━━━━━ DATA LINES ━━━━━

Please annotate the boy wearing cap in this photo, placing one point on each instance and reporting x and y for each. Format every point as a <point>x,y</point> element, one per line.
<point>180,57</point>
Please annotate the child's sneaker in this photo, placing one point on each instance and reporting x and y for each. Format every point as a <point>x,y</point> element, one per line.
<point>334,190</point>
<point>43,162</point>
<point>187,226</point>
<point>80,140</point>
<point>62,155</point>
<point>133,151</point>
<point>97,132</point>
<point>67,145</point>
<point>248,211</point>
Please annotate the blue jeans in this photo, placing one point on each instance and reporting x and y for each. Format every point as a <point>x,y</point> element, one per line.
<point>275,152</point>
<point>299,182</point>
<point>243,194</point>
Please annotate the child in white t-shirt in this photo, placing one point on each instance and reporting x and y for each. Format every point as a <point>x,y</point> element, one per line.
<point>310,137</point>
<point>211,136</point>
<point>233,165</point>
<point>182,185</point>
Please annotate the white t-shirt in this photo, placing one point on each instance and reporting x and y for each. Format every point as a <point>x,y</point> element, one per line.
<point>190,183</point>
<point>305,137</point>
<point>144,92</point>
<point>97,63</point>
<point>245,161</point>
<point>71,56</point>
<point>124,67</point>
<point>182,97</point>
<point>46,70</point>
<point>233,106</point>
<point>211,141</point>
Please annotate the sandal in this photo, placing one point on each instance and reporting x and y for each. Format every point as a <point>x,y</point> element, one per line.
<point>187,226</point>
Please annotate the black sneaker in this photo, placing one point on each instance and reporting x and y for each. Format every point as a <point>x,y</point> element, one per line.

━━━━━

== TASK TO COMPLETE ==
Copy the rows above with every "annotate" replaced by "mark", leaving the rest unchanged.

== ANSWER TO THIS PROBLEM ==
Please mark the boy wearing cap in this photo, placing one point on each instance and reporting x and y for each. Format every point as a <point>x,y</point> element, one per line.
<point>180,57</point>
Please mark the child's sneaker in this photo, placing one point on each instance and reporting x and y for each. Format every point as a <point>x,y</point> element, one per line.
<point>334,190</point>
<point>43,162</point>
<point>187,226</point>
<point>80,140</point>
<point>62,155</point>
<point>133,151</point>
<point>97,132</point>
<point>67,145</point>
<point>248,211</point>
Please mark the blue jeans in this photo, placing one point on each instance and reporting x and y for each. Format every point as a <point>x,y</point> element, one per line.
<point>275,152</point>
<point>299,182</point>
<point>243,194</point>
Please mark the child in white t-shirt in this photo, placing one point on each instance and reporting x and y for each. Format every point as a <point>x,y</point> element, one per line.
<point>310,137</point>
<point>211,136</point>
<point>233,165</point>
<point>182,185</point>
Please mark the white t-shirt in this photo, placing one point on each instance and reporting x and y for each. Format every point as a <point>x,y</point> element, one per line.
<point>190,183</point>
<point>305,137</point>
<point>144,92</point>
<point>97,63</point>
<point>245,161</point>
<point>71,56</point>
<point>124,67</point>
<point>182,97</point>
<point>46,70</point>
<point>233,106</point>
<point>211,141</point>
Please mark the sandal in this photo, placing one point on each instance and reporting x and y for each. Format every point as a <point>x,y</point> element, one per line.
<point>187,226</point>
Please mark the black sneaker in this photo, placing one point on each instance and reporting x and y for each. Format every point as a <point>x,y</point> element, one per line.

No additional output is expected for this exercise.